▶ **STATED GOAL**:
Reproduce the material exactly, omitting nothing.

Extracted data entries
BEGIN
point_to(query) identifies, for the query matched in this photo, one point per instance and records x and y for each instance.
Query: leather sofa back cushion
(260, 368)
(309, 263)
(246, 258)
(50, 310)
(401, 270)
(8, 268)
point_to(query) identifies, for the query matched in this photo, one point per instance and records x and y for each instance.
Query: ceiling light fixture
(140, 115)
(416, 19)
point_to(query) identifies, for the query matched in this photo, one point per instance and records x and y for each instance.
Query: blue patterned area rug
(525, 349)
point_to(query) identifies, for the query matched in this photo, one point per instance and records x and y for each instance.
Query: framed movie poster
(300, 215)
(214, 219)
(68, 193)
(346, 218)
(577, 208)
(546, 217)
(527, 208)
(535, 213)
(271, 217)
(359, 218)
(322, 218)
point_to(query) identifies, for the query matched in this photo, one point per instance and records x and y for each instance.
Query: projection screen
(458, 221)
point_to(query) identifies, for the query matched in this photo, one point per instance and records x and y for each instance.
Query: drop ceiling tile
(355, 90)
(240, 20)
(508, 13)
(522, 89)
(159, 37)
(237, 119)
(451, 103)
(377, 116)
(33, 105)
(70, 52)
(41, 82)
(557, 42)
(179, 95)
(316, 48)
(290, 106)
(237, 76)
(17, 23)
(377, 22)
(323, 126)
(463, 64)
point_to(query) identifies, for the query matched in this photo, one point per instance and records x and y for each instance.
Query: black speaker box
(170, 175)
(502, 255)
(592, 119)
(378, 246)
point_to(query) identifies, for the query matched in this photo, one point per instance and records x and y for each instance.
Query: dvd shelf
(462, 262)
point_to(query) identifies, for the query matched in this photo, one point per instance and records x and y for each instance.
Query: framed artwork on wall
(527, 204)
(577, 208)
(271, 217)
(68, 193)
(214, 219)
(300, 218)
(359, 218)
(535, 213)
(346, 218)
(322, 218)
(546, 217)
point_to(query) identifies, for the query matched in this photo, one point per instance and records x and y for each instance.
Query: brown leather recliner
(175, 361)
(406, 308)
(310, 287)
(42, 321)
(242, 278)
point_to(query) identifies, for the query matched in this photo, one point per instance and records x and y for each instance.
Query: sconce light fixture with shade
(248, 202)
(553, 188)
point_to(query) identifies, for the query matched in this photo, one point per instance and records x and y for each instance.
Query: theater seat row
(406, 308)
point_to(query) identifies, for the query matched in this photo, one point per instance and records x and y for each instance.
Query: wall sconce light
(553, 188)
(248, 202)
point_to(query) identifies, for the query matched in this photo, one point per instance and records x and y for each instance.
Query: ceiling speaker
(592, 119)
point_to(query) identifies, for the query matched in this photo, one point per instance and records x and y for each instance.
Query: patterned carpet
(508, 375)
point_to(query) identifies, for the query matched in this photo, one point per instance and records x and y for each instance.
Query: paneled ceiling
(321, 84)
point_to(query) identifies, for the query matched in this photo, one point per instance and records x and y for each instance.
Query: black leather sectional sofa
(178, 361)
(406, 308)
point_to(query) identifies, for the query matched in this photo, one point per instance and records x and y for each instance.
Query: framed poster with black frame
END
▶ **FULL RESPONSE**:
point_to(query) identifies, for the query matched in this photo, one point per instance and records x and y for each instance.
Query: leather sofa back cushion
(260, 368)
(309, 263)
(246, 258)
(50, 310)
(401, 270)
(8, 268)
point_to(query) identifies, for the query matched in this photo, one point per instance and records x and y for each instance.
Query: ceiling light fixture
(140, 115)
(416, 19)
point_to(query) identifies, for the query matched in this photo, one point per instance and records x and y for each instance.
Query: blue patterned area rug
(525, 349)
point_to(query) identifies, for the query matched in this photo, one point per instance and records x and y for each instance.
Query: framed movie poster
(300, 215)
(214, 219)
(68, 193)
(346, 218)
(577, 208)
(546, 217)
(527, 208)
(535, 213)
(271, 217)
(359, 218)
(322, 218)
point_to(query) identifies, for the query matched in this photo, one point per instance and records x and y for each instance.
Query: projection screen
(458, 221)
point_to(query) identifies, for the query matched in this photo, one point per instance and records x and y for each instance.
Query: drop ceiling tile
(355, 90)
(240, 20)
(508, 13)
(522, 89)
(159, 37)
(237, 119)
(451, 103)
(377, 116)
(33, 105)
(70, 52)
(41, 82)
(557, 42)
(179, 95)
(316, 48)
(290, 106)
(237, 76)
(17, 23)
(377, 22)
(323, 126)
(463, 64)
point_to(query) identifies, for the query matched in this photo, one point per instance and records x and y for each instance.
Query: black speaker box
(170, 175)
(502, 255)
(592, 119)
(378, 246)
point_to(query) identifies, for the query matched in this photo, one point per instance and records x and y for each instance.
Query: dvd shelf
(462, 262)
point_to(query) identifies, for the query matched in this photo, one point per instance and records x and y for each instance.
Query: framed artwork on wall
(527, 204)
(577, 208)
(271, 217)
(68, 193)
(214, 219)
(300, 218)
(359, 218)
(535, 213)
(346, 218)
(322, 218)
(546, 217)
point_to(query) identifies, for the query matched in this photo, one point per instance and records x and y for each instance.
Query: brown leather recliner
(175, 361)
(406, 308)
(310, 287)
(42, 321)
(242, 278)
point_to(query) identifies, for the query matched in this photo, one point per instance and records x and y for each instance.
Query: sconce light fixture with shade
(248, 202)
(553, 188)
point_to(query) identifies, for the query matched in this photo, one point per instance and records x and y for each instance.
Query: theater seat row
(406, 308)
point_to(query) identifies, for the query matched in this photo, one point per instance and records x and y for each instance.
Query: wall sconce light
(553, 188)
(248, 202)
point_to(query) identifies, for the query matched in this photo, one point per instance and records x and y for each instance.
Query: ceiling speaker
(592, 119)
point_to(query) identifies, for the query matched in this photo, one point per instance and records x and y for each instance.
Query: patterned carpet
(508, 375)
point_to(query) identifies, for the query matched in this photo, one point per instance and records x and y for each instance.
Query: paneled ceiling
(321, 84)
point_to(query) identifies, for the query matched in this photo, one point per instance and records x and y for each instance.
Query: black leather sectional sofa
(178, 361)
(406, 308)
point_to(query) identifies, for the query matched in this photo, one point per instance and records x and y for each instance.
Query: framed poster with black frame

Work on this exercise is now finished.